Return only this: the line with "grass? Mark that spot." and all the lines that follow it below, through the final one, exactly as they are.

- **RAW RECORDS**:
┄┄┄┄┄┄┄┄┄┄┄┄┄┄┄┄┄┄┄┄

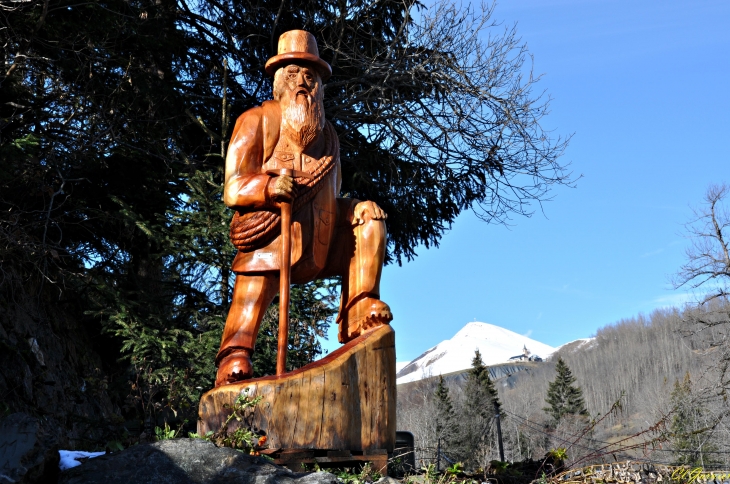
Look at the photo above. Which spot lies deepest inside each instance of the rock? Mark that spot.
(186, 461)
(27, 453)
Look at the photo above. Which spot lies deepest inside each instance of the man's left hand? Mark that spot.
(373, 211)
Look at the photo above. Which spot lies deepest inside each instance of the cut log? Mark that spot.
(345, 401)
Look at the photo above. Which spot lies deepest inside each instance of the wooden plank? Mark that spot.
(346, 401)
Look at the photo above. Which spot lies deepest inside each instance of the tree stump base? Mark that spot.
(343, 402)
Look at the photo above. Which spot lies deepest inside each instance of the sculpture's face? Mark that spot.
(299, 92)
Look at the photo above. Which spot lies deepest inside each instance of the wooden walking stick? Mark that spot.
(285, 268)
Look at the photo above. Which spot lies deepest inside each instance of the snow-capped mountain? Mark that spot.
(496, 344)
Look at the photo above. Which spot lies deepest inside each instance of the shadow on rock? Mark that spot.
(183, 461)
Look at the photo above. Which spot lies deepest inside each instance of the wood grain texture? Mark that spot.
(345, 401)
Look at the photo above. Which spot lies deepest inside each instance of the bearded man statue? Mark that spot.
(330, 236)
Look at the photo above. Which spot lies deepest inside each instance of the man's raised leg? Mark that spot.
(252, 295)
(361, 307)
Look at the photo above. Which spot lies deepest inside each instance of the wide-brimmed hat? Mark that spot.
(298, 46)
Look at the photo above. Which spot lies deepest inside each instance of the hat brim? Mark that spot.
(324, 69)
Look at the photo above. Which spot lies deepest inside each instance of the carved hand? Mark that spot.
(368, 207)
(281, 188)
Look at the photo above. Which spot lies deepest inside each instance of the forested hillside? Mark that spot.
(114, 122)
(652, 386)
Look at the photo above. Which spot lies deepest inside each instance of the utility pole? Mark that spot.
(499, 431)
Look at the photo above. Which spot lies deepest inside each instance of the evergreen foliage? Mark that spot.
(115, 116)
(691, 428)
(563, 397)
(477, 430)
(445, 416)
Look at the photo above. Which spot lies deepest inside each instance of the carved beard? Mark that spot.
(301, 118)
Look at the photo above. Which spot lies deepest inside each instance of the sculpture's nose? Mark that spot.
(301, 81)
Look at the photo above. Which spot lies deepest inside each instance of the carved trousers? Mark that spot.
(356, 253)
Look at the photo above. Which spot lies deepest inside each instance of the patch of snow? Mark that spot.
(399, 365)
(496, 345)
(68, 458)
(578, 344)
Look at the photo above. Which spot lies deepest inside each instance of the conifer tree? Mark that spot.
(691, 432)
(564, 398)
(445, 416)
(477, 435)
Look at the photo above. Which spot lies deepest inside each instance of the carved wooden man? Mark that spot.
(330, 235)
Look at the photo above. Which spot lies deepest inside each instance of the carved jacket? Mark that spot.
(256, 228)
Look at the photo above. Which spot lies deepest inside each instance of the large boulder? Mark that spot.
(28, 454)
(183, 461)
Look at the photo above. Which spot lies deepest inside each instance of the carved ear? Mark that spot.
(271, 121)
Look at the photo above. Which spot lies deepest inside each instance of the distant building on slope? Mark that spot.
(525, 356)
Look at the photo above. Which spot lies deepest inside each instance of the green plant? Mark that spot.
(455, 469)
(350, 475)
(165, 433)
(243, 437)
(499, 467)
(430, 472)
(558, 455)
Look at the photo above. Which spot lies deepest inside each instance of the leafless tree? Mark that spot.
(708, 257)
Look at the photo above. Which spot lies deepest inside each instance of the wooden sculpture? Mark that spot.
(328, 236)
(283, 180)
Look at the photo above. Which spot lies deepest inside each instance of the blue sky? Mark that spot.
(644, 88)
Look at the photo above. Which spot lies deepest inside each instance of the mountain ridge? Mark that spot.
(496, 345)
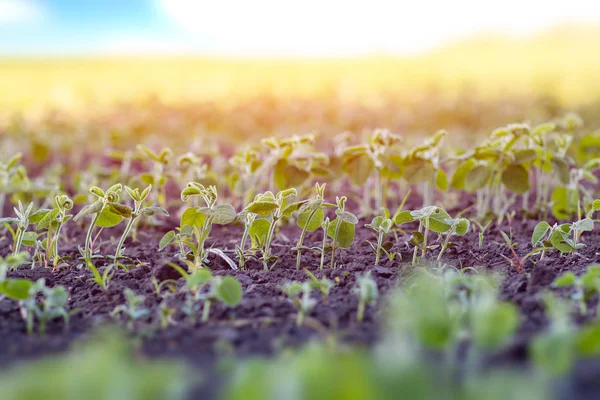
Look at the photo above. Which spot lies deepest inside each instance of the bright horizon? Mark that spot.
(268, 28)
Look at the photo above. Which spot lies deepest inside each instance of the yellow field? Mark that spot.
(563, 62)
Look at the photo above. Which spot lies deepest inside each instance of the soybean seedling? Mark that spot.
(11, 261)
(133, 309)
(248, 219)
(53, 221)
(134, 214)
(367, 293)
(431, 218)
(36, 300)
(310, 216)
(563, 237)
(382, 226)
(157, 177)
(269, 209)
(103, 215)
(203, 286)
(341, 229)
(201, 220)
(299, 295)
(20, 235)
(323, 285)
(584, 286)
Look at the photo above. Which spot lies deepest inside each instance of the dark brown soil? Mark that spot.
(265, 320)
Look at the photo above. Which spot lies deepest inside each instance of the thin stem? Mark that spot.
(88, 236)
(206, 310)
(124, 236)
(361, 311)
(333, 244)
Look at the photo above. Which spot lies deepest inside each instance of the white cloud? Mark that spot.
(15, 12)
(354, 26)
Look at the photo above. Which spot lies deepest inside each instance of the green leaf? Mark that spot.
(585, 225)
(120, 209)
(262, 207)
(477, 178)
(29, 238)
(108, 219)
(558, 238)
(191, 217)
(154, 211)
(462, 226)
(198, 278)
(458, 179)
(588, 341)
(403, 217)
(345, 234)
(166, 239)
(37, 216)
(441, 180)
(524, 156)
(516, 179)
(564, 202)
(440, 221)
(9, 221)
(347, 217)
(539, 232)
(93, 208)
(259, 230)
(229, 291)
(565, 280)
(223, 214)
(48, 220)
(16, 289)
(315, 221)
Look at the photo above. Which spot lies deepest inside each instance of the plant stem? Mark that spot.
(301, 240)
(378, 252)
(19, 240)
(124, 236)
(206, 310)
(88, 236)
(361, 311)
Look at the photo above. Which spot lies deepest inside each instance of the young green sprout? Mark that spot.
(133, 309)
(341, 229)
(431, 218)
(323, 285)
(157, 177)
(269, 209)
(240, 250)
(36, 300)
(310, 216)
(53, 221)
(299, 295)
(20, 235)
(11, 261)
(134, 214)
(200, 220)
(382, 227)
(563, 237)
(201, 285)
(103, 215)
(367, 293)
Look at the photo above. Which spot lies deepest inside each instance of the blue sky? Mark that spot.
(267, 27)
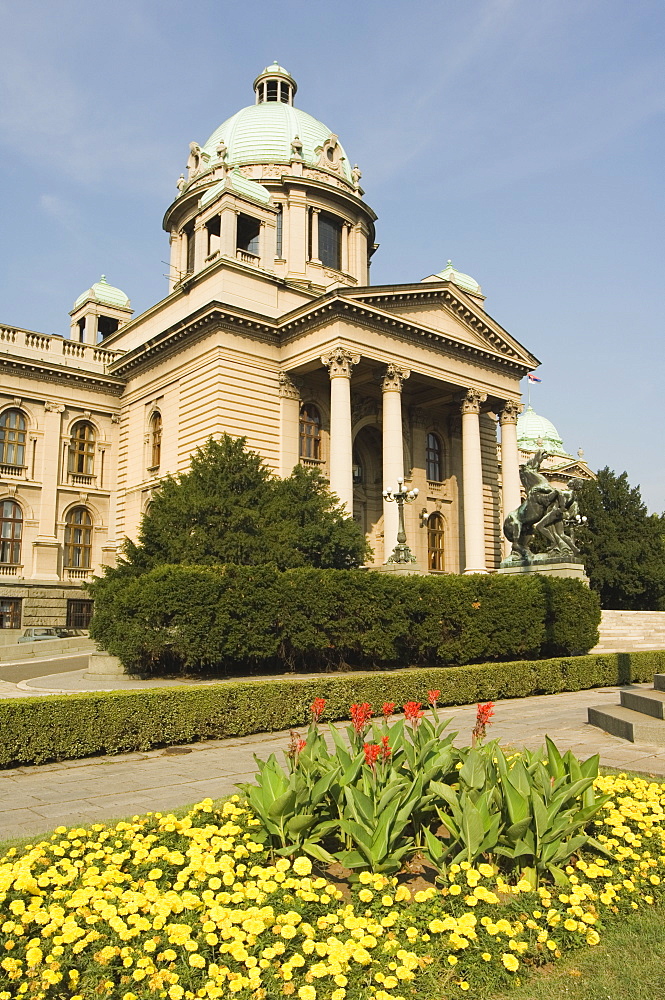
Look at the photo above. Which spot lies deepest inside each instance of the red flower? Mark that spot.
(484, 715)
(317, 707)
(412, 711)
(360, 715)
(372, 752)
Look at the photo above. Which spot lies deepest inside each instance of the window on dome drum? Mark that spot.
(82, 449)
(435, 531)
(10, 612)
(310, 432)
(12, 438)
(78, 539)
(280, 229)
(188, 232)
(79, 613)
(434, 458)
(213, 227)
(155, 440)
(11, 531)
(330, 241)
(249, 231)
(106, 325)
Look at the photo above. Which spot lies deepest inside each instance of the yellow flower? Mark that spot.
(303, 866)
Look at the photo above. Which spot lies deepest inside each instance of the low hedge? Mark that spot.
(35, 730)
(241, 619)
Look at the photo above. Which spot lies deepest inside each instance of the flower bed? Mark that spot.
(220, 903)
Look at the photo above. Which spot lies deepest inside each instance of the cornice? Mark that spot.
(292, 326)
(458, 304)
(60, 375)
(210, 317)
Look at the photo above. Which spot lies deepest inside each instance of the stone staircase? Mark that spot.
(631, 631)
(639, 717)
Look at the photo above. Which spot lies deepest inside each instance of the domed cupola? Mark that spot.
(272, 188)
(534, 432)
(275, 84)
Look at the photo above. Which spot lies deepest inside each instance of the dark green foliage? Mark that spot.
(246, 618)
(623, 546)
(229, 509)
(34, 730)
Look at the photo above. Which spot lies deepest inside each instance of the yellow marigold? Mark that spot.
(510, 962)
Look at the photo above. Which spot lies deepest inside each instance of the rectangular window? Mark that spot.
(249, 230)
(79, 613)
(280, 224)
(330, 241)
(10, 612)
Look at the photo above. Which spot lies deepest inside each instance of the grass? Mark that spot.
(629, 964)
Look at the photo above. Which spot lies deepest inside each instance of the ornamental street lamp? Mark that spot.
(401, 553)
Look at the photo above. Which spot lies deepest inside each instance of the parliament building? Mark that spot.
(271, 329)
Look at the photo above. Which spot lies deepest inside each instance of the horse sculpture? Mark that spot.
(547, 510)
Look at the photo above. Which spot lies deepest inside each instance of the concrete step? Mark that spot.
(646, 702)
(627, 725)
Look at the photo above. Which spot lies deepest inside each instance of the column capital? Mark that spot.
(287, 388)
(471, 401)
(510, 412)
(339, 362)
(394, 377)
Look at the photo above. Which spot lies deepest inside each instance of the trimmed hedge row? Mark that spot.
(241, 619)
(35, 730)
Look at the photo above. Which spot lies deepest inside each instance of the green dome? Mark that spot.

┄┄┄┄┄┄┄┄┄┄┄┄┄┄┄┄┄┄┄┄

- **ANSWER TO THIS PROBLEM**:
Look at the photo above. Which spot lies deepest inside each instance of the grass? Mark that spot.
(629, 964)
Look at the photo above. Which spot lies deepest inside each instance of the ornamental street lamp? Mark that spot.
(401, 553)
Look at the photo above. Which spot lies deepest inside each instance of the parliament building? Mark that spot.
(271, 329)
Look at the photo above. Which spot lies deepest inside each instance of the horse sculpture? Mark that spot.
(547, 510)
Look at the photo above. Which spot lies deepest inside each instance of the concrete step? Mark that spot.
(646, 702)
(627, 725)
Look at the photo above. Which spot lies deepest inside each instance of the column capital? Mark that spot.
(287, 388)
(471, 401)
(510, 412)
(339, 362)
(394, 377)
Look at the photo above. Which spot lies deepest inside each instance of the trimmed hedge row? Mark that spot.
(241, 619)
(35, 730)
Look at the photo above. Which spot lies deepest inside each instance of the green dome? Mark that spot.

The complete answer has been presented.